SET TASK:
Display each line of the material below that contains the string "outline", treating uppercase and lowercase as different.

INPUT MATERIAL:
=-=-=

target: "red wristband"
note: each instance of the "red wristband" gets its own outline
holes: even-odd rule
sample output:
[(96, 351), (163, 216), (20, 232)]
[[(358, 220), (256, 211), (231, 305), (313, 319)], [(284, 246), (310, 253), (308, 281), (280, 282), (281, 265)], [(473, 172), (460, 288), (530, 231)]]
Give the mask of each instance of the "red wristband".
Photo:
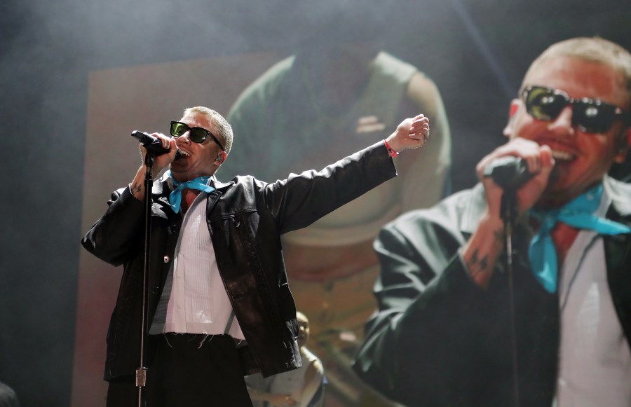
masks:
[(388, 150), (388, 155), (391, 157), (396, 157), (399, 155), (398, 153), (392, 149), (392, 147), (390, 146), (390, 144), (388, 144), (385, 139), (384, 140), (384, 144), (386, 144), (386, 149)]

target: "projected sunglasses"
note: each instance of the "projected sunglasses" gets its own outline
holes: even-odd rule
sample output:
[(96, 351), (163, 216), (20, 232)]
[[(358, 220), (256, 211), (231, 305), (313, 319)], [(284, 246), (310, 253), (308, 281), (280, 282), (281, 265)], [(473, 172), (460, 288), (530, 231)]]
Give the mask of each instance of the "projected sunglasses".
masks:
[(628, 113), (599, 99), (572, 99), (558, 89), (545, 86), (528, 86), (522, 91), (526, 111), (538, 120), (552, 121), (568, 104), (572, 105), (572, 125), (588, 133), (606, 132), (613, 122), (627, 123)]
[(210, 137), (215, 140), (215, 143), (219, 144), (219, 147), (222, 148), (222, 151), (226, 151), (224, 149), (224, 146), (222, 146), (222, 144), (219, 142), (219, 140), (217, 139), (217, 137), (206, 129), (202, 127), (190, 127), (186, 123), (183, 123), (179, 121), (171, 122), (171, 135), (174, 137), (177, 138), (182, 136), (188, 131), (191, 132), (189, 133), (189, 139), (191, 142), (199, 143), (201, 144)]

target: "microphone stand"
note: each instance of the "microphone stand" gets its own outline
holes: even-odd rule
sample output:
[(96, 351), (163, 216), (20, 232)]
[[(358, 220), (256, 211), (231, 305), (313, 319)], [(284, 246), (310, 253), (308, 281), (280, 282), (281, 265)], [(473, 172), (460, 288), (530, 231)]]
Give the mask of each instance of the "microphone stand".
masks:
[(506, 247), (506, 273), (508, 276), (508, 306), (510, 310), (510, 346), (513, 355), (513, 392), (515, 407), (520, 405), (519, 372), (517, 358), (517, 331), (515, 316), (515, 289), (513, 272), (513, 232), (517, 215), (517, 188), (505, 188), (502, 193), (501, 217), (504, 221)]
[(151, 253), (151, 188), (154, 180), (151, 167), (155, 156), (149, 151), (144, 156), (144, 264), (142, 272), (142, 311), (140, 327), (140, 357), (136, 369), (136, 387), (138, 389), (138, 407), (144, 407), (144, 387), (147, 385), (147, 371), (144, 366), (144, 343), (147, 333), (147, 295), (149, 293), (149, 256)]

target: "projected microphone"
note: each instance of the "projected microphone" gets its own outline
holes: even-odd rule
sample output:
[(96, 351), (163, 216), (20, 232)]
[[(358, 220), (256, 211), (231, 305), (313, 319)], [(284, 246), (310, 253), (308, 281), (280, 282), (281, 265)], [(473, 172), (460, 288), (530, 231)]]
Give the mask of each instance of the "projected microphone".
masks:
[[(134, 130), (132, 132), (132, 137), (142, 143), (142, 146), (147, 149), (147, 151), (154, 154), (156, 156), (162, 156), (163, 154), (166, 154), (169, 152), (168, 149), (165, 149), (162, 146), (162, 142), (158, 139), (158, 137), (150, 136), (147, 134), (143, 133), (142, 132), (139, 132), (138, 130)], [(175, 161), (176, 160), (179, 160), (181, 158), (182, 152), (179, 150), (177, 150), (177, 152), (175, 153), (175, 158), (173, 158), (173, 160)]]
[(534, 177), (528, 171), (526, 160), (507, 156), (494, 160), (484, 168), (485, 177), (491, 177), (502, 189), (515, 191)]

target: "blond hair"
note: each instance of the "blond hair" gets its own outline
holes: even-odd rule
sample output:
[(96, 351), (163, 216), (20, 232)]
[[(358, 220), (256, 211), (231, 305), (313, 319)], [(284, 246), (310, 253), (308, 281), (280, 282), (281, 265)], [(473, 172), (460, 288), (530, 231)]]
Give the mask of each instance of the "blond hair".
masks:
[(232, 149), (233, 134), (232, 126), (230, 125), (228, 120), (216, 111), (203, 106), (187, 107), (184, 111), (184, 116), (196, 113), (203, 115), (208, 118), (215, 128), (215, 132), (213, 132), (212, 134), (222, 143), (226, 153), (229, 153)]
[(572, 38), (551, 45), (531, 64), (522, 87), (542, 62), (558, 57), (598, 62), (618, 71), (624, 76), (627, 101), (631, 104), (631, 54), (617, 43), (598, 36)]

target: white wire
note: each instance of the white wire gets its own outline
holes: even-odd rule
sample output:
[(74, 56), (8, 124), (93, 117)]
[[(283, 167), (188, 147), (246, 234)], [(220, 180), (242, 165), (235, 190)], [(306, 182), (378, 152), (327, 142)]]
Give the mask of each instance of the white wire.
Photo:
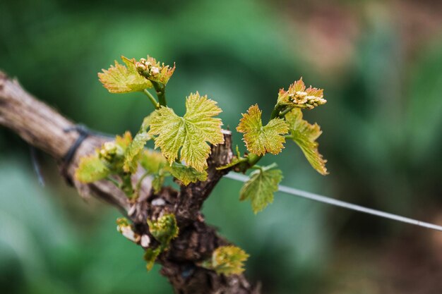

=-=-=

ANSWER TO THE PROBLEM:
note: each instance of the "red wristband" gets its own outline
note: each instance of the "projected sunglasses" gets its own outline
note: each instance of the "microphone stand" gets its own outline
note: each instance of the "projected microphone" gets its own outline
note: each instance of the "blond hair" gets its own outline
note: each instance of the white wire gets its own outline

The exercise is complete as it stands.